Stored data entries
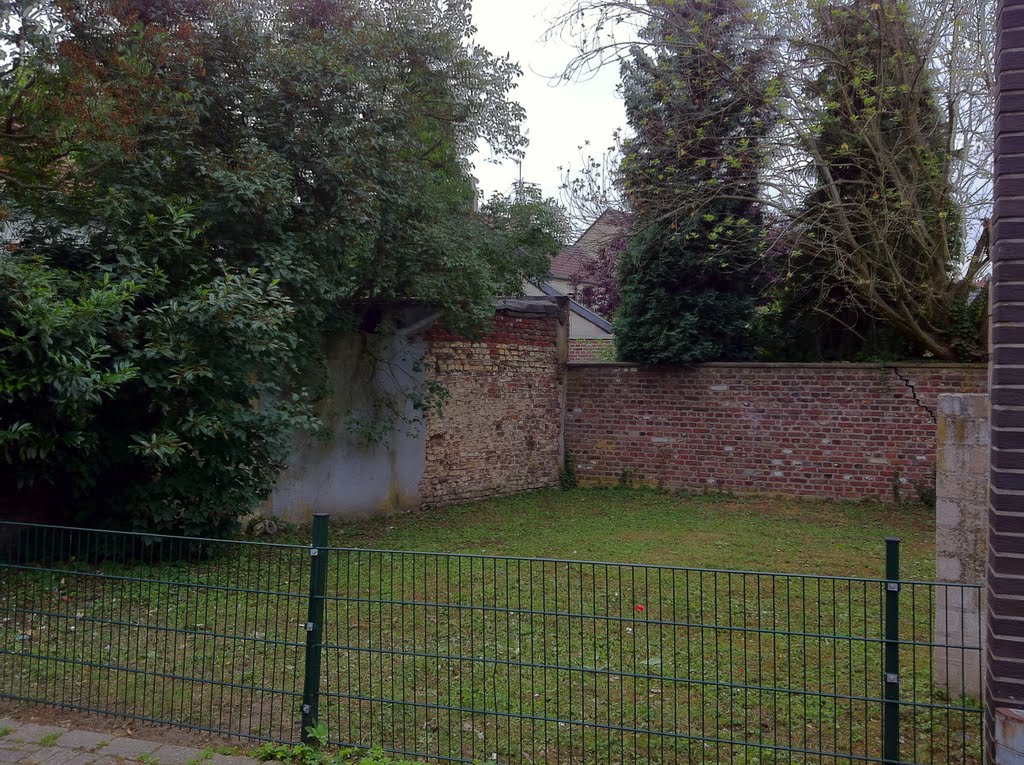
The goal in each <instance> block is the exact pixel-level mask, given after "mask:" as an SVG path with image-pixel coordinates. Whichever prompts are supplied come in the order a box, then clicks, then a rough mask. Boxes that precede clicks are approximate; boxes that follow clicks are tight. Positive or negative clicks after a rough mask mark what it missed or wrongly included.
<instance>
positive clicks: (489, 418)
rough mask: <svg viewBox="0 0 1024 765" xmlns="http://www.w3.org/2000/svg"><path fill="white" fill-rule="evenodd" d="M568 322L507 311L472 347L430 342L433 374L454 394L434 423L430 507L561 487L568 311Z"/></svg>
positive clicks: (425, 506)
mask: <svg viewBox="0 0 1024 765" xmlns="http://www.w3.org/2000/svg"><path fill="white" fill-rule="evenodd" d="M564 307H565V309H564V310H563V311H562V314H561V315H549V316H519V315H515V314H512V313H509V312H499V313H498V315H497V316H496V321H495V329H494V331H493V332H492V333H490V334H488V335H486V336H484V337H482V338H480V339H479V340H475V341H469V340H464V339H462V338H459V337H455V336H453V335H451V334H449V333H446V332H444V331H442V330H439V329H434V330H431V331H430V332H429V333H428V335H427V338H426V339H427V341H428V350H427V355H426V369H427V374H428V375H429V376H430V377H431V378H432V379H434V380H436V381H438V382H440V383H442V384H443V385H444V386H445V387H446V388H447V390H449V393H450V395H451V397H450V399H449V401H447V403H446V405H445V407H444V410H443V412H442V413H441V414H440V415H439V416H437V415H432V416H431V417H430V418H429V420H428V423H427V462H426V470H425V471H424V474H423V477H422V479H421V480H420V499H421V503H422V506H424V507H434V506H439V505H445V504H451V503H455V502H466V501H470V500H476V499H484V498H487V497H495V496H499V495H507V494H514V493H516V492H523V491H526V490H530V488H540V487H543V486H551V485H555V484H556V483H557V482H558V474H559V470H560V465H561V461H560V460H561V419H562V403H563V393H564V376H565V375H564V370H565V347H566V343H567V336H566V328H567V327H568V315H567V313H566V310H567V303H566V304H565V306H564Z"/></svg>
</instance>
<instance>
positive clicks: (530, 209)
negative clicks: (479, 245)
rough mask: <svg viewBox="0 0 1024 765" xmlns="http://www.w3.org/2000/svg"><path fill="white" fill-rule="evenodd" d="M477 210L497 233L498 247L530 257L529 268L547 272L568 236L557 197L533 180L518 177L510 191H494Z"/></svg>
mask: <svg viewBox="0 0 1024 765" xmlns="http://www.w3.org/2000/svg"><path fill="white" fill-rule="evenodd" d="M480 212H481V213H482V215H483V219H484V221H486V223H487V225H488V226H489V228H490V229H492V230H493V231H494V232H495V235H496V238H495V241H494V244H495V245H496V246H497V248H498V249H499V250H500V251H502V252H518V253H520V255H521V256H522V257H523V258H532V259H534V260H532V262H530V263H529V270H530V271H531V272H541V273H546V272H547V268H548V265H549V263H550V261H551V258H552V257H554V256H555V255H556V254H557V253H558V251H559V250H560V249H561V248H562V247H564V246H565V243H566V241H567V240H568V237H569V220H568V215H567V214H566V212H565V209H564V208H563V207H562V206H561V205H560V204H559V203H558V202H557V201H556V200H554V199H552V198H550V197H549V198H545V197H544V195H543V194H542V193H541V188H540V186H538V185H536V184H534V183H523V182H521V181H520V182H518V183H516V186H515V189H514V192H513V194H511V195H503V194H497V193H496V194H494V195H493V196H492V197H490V199H488V200H487V201H486V202H485V203H484V204H483V206H482V207H481V208H480ZM512 262H514V261H512ZM519 272H521V269H520V271H519ZM513 278H514V274H513ZM516 292H518V290H511V291H510V294H512V293H516Z"/></svg>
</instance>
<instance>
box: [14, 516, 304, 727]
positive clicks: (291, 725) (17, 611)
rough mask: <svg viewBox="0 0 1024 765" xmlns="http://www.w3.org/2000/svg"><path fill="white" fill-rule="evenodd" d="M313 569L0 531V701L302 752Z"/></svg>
mask: <svg viewBox="0 0 1024 765" xmlns="http://www.w3.org/2000/svg"><path fill="white" fill-rule="evenodd" d="M308 558H309V551H308V548H305V547H302V546H286V545H267V544H251V543H242V542H225V541H219V540H196V539H189V538H172V537H157V536H148V535H138V534H123V533H113V532H101V530H91V529H73V528H61V527H53V526H35V525H28V524H14V523H0V695H2V696H5V697H8V698H13V699H15V700H25V702H38V703H43V704H52V705H57V706H60V707H66V708H70V709H77V710H82V711H90V712H102V713H106V714H114V715H119V716H123V717H128V718H133V719H140V720H150V721H154V722H165V723H171V724H174V725H180V726H184V727H189V728H197V729H201V730H205V731H213V732H218V733H225V734H233V735H238V736H243V737H253V738H268V739H280V740H294V739H296V738H297V736H298V726H299V723H298V718H297V714H296V711H297V709H298V707H299V700H300V696H301V687H302V668H303V649H304V642H303V638H304V636H305V630H304V622H305V607H306V599H307V594H306V593H307V587H308Z"/></svg>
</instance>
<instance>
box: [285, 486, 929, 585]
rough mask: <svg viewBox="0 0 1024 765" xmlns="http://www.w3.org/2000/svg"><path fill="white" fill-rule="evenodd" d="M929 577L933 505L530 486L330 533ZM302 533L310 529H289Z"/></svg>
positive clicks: (446, 542)
mask: <svg viewBox="0 0 1024 765" xmlns="http://www.w3.org/2000/svg"><path fill="white" fill-rule="evenodd" d="M889 536H897V537H900V538H902V540H903V545H902V548H903V561H904V566H903V570H904V576H905V577H907V578H914V579H924V580H931V579H933V578H934V577H935V512H934V510H932V509H929V508H924V507H921V506H916V505H914V506H904V507H898V508H897V507H893V506H891V505H883V504H880V503H872V502H827V501H821V500H802V499H793V498H774V497H756V496H755V497H733V496H729V495H723V494H707V495H686V494H672V493H666V492H652V491H647V490H623V488H608V490H581V491H574V492H558V491H550V492H535V493H530V494H524V495H516V496H512V497H504V498H499V499H494V500H488V501H486V502H479V503H473V504H469V505H461V506H457V507H452V508H446V509H441V510H429V511H423V512H417V513H410V514H407V515H400V516H391V517H385V518H377V519H374V520H369V521H364V522H356V523H348V524H344V525H340V524H338V523H337V522H336V523H335V528H334V532H333V534H332V538H331V539H332V543H333V544H337V545H339V546H346V547H347V546H351V547H366V548H378V549H393V550H430V551H436V552H461V553H481V554H487V555H513V556H525V557H536V558H582V559H587V560H607V561H623V562H631V563H648V564H663V565H678V566H691V567H697V568H734V569H743V570H770V571H780V572H792V573H825V572H827V573H833V575H836V576H849V577H882V576H884V570H885V569H884V565H885V563H884V560H885V559H884V554H885V548H884V540H885V538H886V537H889ZM293 539H301V540H302V541H306V537H305V536H304V535H303V536H301V537H293Z"/></svg>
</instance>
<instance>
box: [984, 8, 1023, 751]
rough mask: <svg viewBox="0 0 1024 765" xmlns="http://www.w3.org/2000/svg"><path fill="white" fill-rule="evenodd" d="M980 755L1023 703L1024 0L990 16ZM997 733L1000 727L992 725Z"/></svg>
mask: <svg viewBox="0 0 1024 765" xmlns="http://www.w3.org/2000/svg"><path fill="white" fill-rule="evenodd" d="M995 32H996V35H995V156H994V162H993V170H994V173H993V184H992V185H993V188H994V193H995V204H994V206H993V209H992V231H991V233H992V239H991V243H992V282H991V288H990V290H991V292H990V295H991V359H992V365H991V383H990V385H989V392H990V395H991V405H992V406H991V420H992V444H991V456H990V462H991V467H990V474H989V475H990V477H989V504H988V568H987V571H986V583H987V593H986V597H987V598H988V604H987V608H986V614H987V619H986V623H985V630H986V638H985V644H986V650H987V657H986V662H985V702H986V706H987V709H988V713H989V714H988V715H987V716H986V731H987V733H988V736H987V738H988V740H987V745H988V746H987V747H986V759H987V760H988V762H994V757H995V753H996V752H998V751H999V748H998V747H997V746H996V742H995V733H996V725H995V713H996V711H997V710H999V709H1010V710H1013V709H1018V710H1019V709H1022V708H1024V184H1022V183H1021V182H1020V177H1021V175H1022V174H1024V0H999V2H998V6H997V8H996V17H995ZM1000 730H1004V731H1005V728H1000Z"/></svg>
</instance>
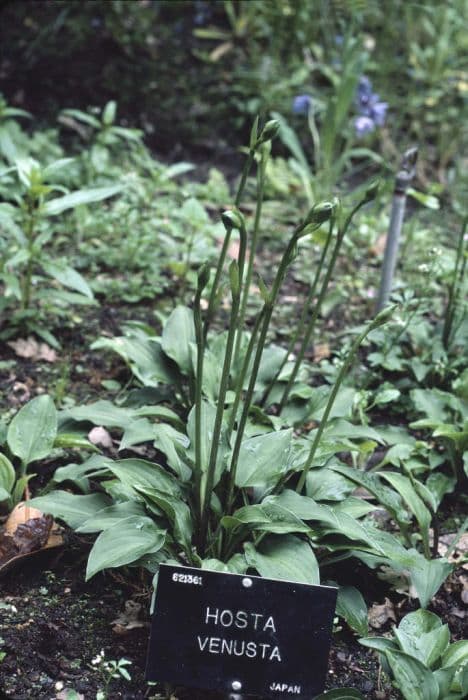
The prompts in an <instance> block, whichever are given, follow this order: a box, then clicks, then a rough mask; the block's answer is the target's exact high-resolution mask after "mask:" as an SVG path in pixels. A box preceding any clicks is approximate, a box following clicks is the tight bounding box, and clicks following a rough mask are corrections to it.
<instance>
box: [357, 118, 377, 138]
mask: <svg viewBox="0 0 468 700" xmlns="http://www.w3.org/2000/svg"><path fill="white" fill-rule="evenodd" d="M354 128H355V130H356V136H365V135H366V134H370V133H371V131H374V129H375V123H374V121H373V120H372V119H371V118H370V117H366V116H361V117H356V119H355V120H354Z"/></svg>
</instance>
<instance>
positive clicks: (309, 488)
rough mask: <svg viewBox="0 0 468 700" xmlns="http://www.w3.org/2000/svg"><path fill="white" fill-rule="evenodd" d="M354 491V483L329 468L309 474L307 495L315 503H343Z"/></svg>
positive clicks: (320, 470)
mask: <svg viewBox="0 0 468 700" xmlns="http://www.w3.org/2000/svg"><path fill="white" fill-rule="evenodd" d="M354 489H355V486H354V484H353V482H352V481H350V480H349V479H347V478H346V477H344V476H342V475H341V474H337V473H336V472H334V471H332V470H331V469H329V468H328V467H323V468H322V469H320V470H318V469H311V470H310V471H309V473H308V474H307V479H306V493H307V495H308V496H309V497H310V498H313V499H314V501H343V499H344V498H346V496H348V495H349V494H350V493H351V491H354Z"/></svg>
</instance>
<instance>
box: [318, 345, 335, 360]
mask: <svg viewBox="0 0 468 700" xmlns="http://www.w3.org/2000/svg"><path fill="white" fill-rule="evenodd" d="M330 354H331V353H330V346H329V344H328V343H319V344H318V345H314V362H320V360H324V359H326V358H327V357H330Z"/></svg>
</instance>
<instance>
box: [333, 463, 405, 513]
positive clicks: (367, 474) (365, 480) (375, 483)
mask: <svg viewBox="0 0 468 700" xmlns="http://www.w3.org/2000/svg"><path fill="white" fill-rule="evenodd" d="M329 468H330V469H333V470H334V471H336V472H338V473H339V474H343V476H346V477H347V478H348V479H351V481H354V482H355V483H356V484H359V485H360V486H364V488H366V489H367V490H368V491H370V493H372V494H373V495H374V496H375V497H376V498H377V499H378V501H379V503H380V504H381V505H382V506H383V507H384V508H386V509H387V510H388V512H389V513H390V514H391V515H393V517H394V518H395V520H397V521H398V522H408V514H407V513H406V511H405V510H404V508H403V503H402V501H401V498H400V496H399V494H397V493H395V491H393V490H392V489H389V488H388V487H387V486H385V485H384V484H382V482H381V481H380V479H379V477H378V476H377V475H376V474H369V473H368V472H363V471H360V470H358V469H353V468H352V467H345V466H342V465H338V464H333V465H330V467H329Z"/></svg>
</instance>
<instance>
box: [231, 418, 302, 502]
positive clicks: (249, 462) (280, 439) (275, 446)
mask: <svg viewBox="0 0 468 700" xmlns="http://www.w3.org/2000/svg"><path fill="white" fill-rule="evenodd" d="M291 439H292V428H291V429H289V430H278V431H277V432H273V433H266V434H264V435H259V436H257V437H253V438H249V439H248V440H244V441H243V442H242V445H241V449H240V453H239V462H238V466H237V472H236V486H240V487H241V488H246V487H250V486H261V487H267V488H268V487H272V486H274V485H275V484H276V483H277V481H278V479H279V477H280V476H281V475H282V474H284V473H285V472H286V471H287V468H288V465H289V460H290V453H291Z"/></svg>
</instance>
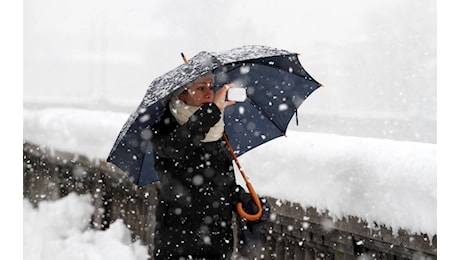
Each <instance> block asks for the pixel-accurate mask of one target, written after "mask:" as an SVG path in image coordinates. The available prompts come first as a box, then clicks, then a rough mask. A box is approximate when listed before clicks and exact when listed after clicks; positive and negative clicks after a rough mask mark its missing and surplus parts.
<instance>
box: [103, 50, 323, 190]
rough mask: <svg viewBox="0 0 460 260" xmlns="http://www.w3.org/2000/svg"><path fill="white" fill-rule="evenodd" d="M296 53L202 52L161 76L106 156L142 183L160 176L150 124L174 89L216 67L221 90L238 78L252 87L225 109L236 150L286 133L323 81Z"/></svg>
mask: <svg viewBox="0 0 460 260" xmlns="http://www.w3.org/2000/svg"><path fill="white" fill-rule="evenodd" d="M297 56H298V55H297V54H296V53H292V52H289V51H286V50H281V49H276V48H272V47H266V46H258V45H251V46H243V47H239V48H235V49H231V50H228V51H223V52H205V51H203V52H200V53H198V54H197V55H196V56H194V57H192V58H191V59H189V60H188V61H187V62H185V63H183V64H181V65H180V66H178V67H177V68H175V69H173V70H171V71H169V72H167V73H166V74H164V75H162V76H160V77H158V78H156V79H155V80H154V81H153V82H152V83H151V84H150V86H149V87H148V89H147V93H146V94H145V96H144V98H143V100H142V102H141V104H140V105H139V107H138V108H137V109H136V111H135V112H134V113H132V114H131V115H130V117H129V118H128V120H127V121H126V123H125V124H124V126H123V128H122V129H121V131H120V134H119V135H118V138H117V140H116V141H115V144H114V146H113V148H112V150H111V152H110V154H109V156H108V158H107V161H108V162H111V163H113V164H115V165H116V166H118V167H119V168H120V169H121V170H123V171H124V172H126V173H127V174H128V175H129V176H131V177H132V178H133V182H134V183H135V184H137V185H139V186H143V185H146V184H149V183H152V182H155V181H158V180H159V179H158V175H157V174H156V172H155V170H154V168H153V165H154V158H153V147H152V143H151V141H150V139H151V137H152V134H153V133H152V131H151V130H150V129H151V127H152V126H153V125H154V124H155V123H156V122H157V120H158V119H160V117H161V114H162V113H163V111H164V109H165V105H166V103H167V101H168V100H169V98H170V97H171V94H172V93H173V92H174V91H176V90H178V89H180V88H182V87H184V86H185V85H187V84H188V83H190V82H192V81H194V80H196V79H198V78H199V77H201V76H203V75H205V74H207V73H209V72H212V73H213V74H214V79H215V85H216V89H217V88H219V87H221V86H223V85H224V84H226V83H234V84H235V85H236V86H237V87H244V88H246V90H247V99H246V101H245V102H238V103H237V104H235V105H233V106H229V107H226V108H225V111H224V122H225V133H226V135H227V137H228V140H229V142H230V144H231V146H232V147H233V149H234V151H235V153H236V154H237V155H238V156H240V155H242V154H244V153H245V152H247V151H249V150H251V149H253V148H255V147H257V146H259V145H261V144H263V143H265V142H268V141H270V140H272V139H274V138H276V137H279V136H282V135H284V134H285V132H286V129H287V127H288V124H289V122H290V120H291V119H292V117H293V115H294V114H295V113H296V112H297V108H298V107H299V106H300V105H301V104H302V102H303V101H304V100H305V99H306V98H307V97H308V96H309V95H310V94H311V93H312V92H313V91H314V90H316V89H317V88H318V87H319V86H321V84H320V83H318V82H317V81H316V80H314V79H313V78H312V77H311V76H310V75H309V74H308V73H307V71H306V70H305V69H304V68H303V67H302V65H301V64H300V61H299V59H298V57H297Z"/></svg>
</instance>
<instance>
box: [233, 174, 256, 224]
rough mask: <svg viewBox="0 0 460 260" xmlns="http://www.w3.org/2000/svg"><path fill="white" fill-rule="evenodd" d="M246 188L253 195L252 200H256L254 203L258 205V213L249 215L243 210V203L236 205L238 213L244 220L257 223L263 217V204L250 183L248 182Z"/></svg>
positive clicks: (236, 208) (248, 213)
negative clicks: (262, 209) (245, 219)
mask: <svg viewBox="0 0 460 260" xmlns="http://www.w3.org/2000/svg"><path fill="white" fill-rule="evenodd" d="M246 187H248V189H249V193H250V194H251V198H252V199H253V200H254V202H255V203H256V205H257V209H258V211H257V213H256V214H254V215H251V214H249V213H246V212H245V211H244V209H243V203H241V202H238V204H236V210H237V211H238V214H240V216H242V217H243V218H245V219H247V220H249V221H256V220H259V219H260V218H261V217H262V203H261V202H260V199H259V197H258V196H257V194H256V192H255V190H254V188H253V187H252V184H251V183H250V182H246Z"/></svg>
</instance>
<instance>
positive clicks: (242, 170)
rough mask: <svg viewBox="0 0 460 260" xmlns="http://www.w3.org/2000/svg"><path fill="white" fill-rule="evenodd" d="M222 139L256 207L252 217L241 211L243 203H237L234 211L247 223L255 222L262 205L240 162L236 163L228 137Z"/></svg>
mask: <svg viewBox="0 0 460 260" xmlns="http://www.w3.org/2000/svg"><path fill="white" fill-rule="evenodd" d="M223 137H224V139H225V142H226V143H227V146H228V148H229V150H230V153H231V154H232V157H233V159H234V160H235V162H236V165H237V166H238V170H239V171H240V173H241V176H243V179H244V182H245V183H246V187H248V190H249V193H250V194H251V198H252V200H254V202H255V203H256V206H257V209H258V210H257V213H256V214H254V215H252V214H249V213H246V212H245V211H244V209H243V203H241V202H238V203H237V204H236V210H237V211H238V214H240V216H242V217H243V218H245V219H247V220H249V221H256V220H258V219H260V217H262V203H261V202H260V199H259V197H258V196H257V194H256V191H255V190H254V187H252V184H251V183H250V182H249V179H248V178H247V177H246V174H245V173H244V171H243V170H242V169H241V165H240V162H239V161H238V158H237V157H236V155H235V152H234V151H233V148H232V145H231V144H230V141H229V140H228V137H227V135H226V134H225V133H223Z"/></svg>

**WHAT YOU WILL DO**
Please give back, exactly as it stands above, the stretch from the line with "negative clicks: (479, 245)" through the line with "positive clicks: (291, 725) (17, 611)", and no line outside it.

**COMPLETED EXERCISE**
negative clicks: (479, 245)
rough mask: <svg viewBox="0 0 1024 765" xmlns="http://www.w3.org/2000/svg"><path fill="white" fill-rule="evenodd" d="M477 210L497 233L498 247L530 257L529 268L547 272L568 236L557 197L533 180L518 177L510 191H494Z"/></svg>
mask: <svg viewBox="0 0 1024 765" xmlns="http://www.w3.org/2000/svg"><path fill="white" fill-rule="evenodd" d="M480 212H481V213H482V215H483V219H484V221H486V223H487V225H488V226H489V228H490V229H492V230H493V231H494V232H495V235H496V238H495V241H494V244H495V245H496V246H497V248H498V249H499V250H500V251H502V252H518V253H520V255H521V256H522V257H523V258H532V259H534V260H532V262H530V263H529V270H530V271H531V272H541V273H546V272H547V268H548V265H549V263H550V261H551V258H552V257H554V256H555V255H556V254H557V253H558V251H559V250H560V249H561V248H562V247H564V246H565V243H566V241H567V240H568V237H569V220H568V215H567V214H566V212H565V209H564V208H563V207H562V206H561V205H560V204H559V203H558V202H557V201H556V200H554V199H552V198H550V197H549V198H545V197H544V195H543V194H542V193H541V188H540V186H538V185H536V184H534V183H523V182H521V181H520V182H518V183H516V186H515V189H514V192H513V194H511V195H503V194H497V193H496V194H494V195H493V196H492V197H490V199H488V200H487V201H486V202H485V203H484V204H483V206H482V207H481V208H480ZM512 262H514V261H512ZM519 272H521V269H520V271H519ZM513 278H514V274H513ZM516 292H518V290H511V291H510V294H512V293H516Z"/></svg>
</instance>
<instance>
box: [14, 516, 304, 727]
positive clicks: (291, 725) (17, 611)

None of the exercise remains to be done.